(Stored data entries)

⟨

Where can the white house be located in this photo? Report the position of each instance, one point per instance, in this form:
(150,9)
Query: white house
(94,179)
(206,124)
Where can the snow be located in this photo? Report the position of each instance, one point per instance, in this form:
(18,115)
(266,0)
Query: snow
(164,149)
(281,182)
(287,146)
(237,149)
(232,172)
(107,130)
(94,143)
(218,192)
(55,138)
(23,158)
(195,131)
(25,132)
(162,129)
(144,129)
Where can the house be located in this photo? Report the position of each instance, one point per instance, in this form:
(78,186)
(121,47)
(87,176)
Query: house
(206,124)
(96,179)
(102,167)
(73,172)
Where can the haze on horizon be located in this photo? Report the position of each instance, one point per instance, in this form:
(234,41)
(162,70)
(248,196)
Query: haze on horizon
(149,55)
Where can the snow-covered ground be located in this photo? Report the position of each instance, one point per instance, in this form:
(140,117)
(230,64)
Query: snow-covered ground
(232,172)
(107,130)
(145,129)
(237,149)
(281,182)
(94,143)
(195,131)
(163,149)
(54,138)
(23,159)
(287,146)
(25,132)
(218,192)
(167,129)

⟩

Reproduce every record above exactly.

Where can the white house be located in this photo? Report the position of each instance, one point per instance, in this form:
(150,9)
Query: white house
(94,179)
(206,124)
Where can the snow be located in this photo? Report the position of each instance, one point per instance, in this form:
(18,115)
(266,0)
Query: snow
(164,149)
(281,182)
(287,146)
(237,149)
(232,172)
(107,130)
(94,143)
(218,192)
(55,138)
(23,158)
(195,131)
(25,132)
(162,129)
(144,129)
Where can the house be located in this photo? Report the position of each instance, one point per instance, in this form:
(78,186)
(121,47)
(87,176)
Query: house
(206,124)
(96,179)
(102,167)
(73,172)
Where can the haze on horizon be located in this photo? Report the position of each instance, one point per instance, in this form:
(234,41)
(162,70)
(248,196)
Query: haze on horizon
(149,55)
Where can the snow-covered ground be located in this photo? Report the position of each instance, one point per instance, in this form:
(140,117)
(230,64)
Query: snow-covered ground
(232,172)
(107,130)
(145,129)
(237,149)
(281,182)
(94,143)
(195,131)
(163,149)
(54,138)
(23,159)
(287,146)
(25,132)
(218,192)
(167,129)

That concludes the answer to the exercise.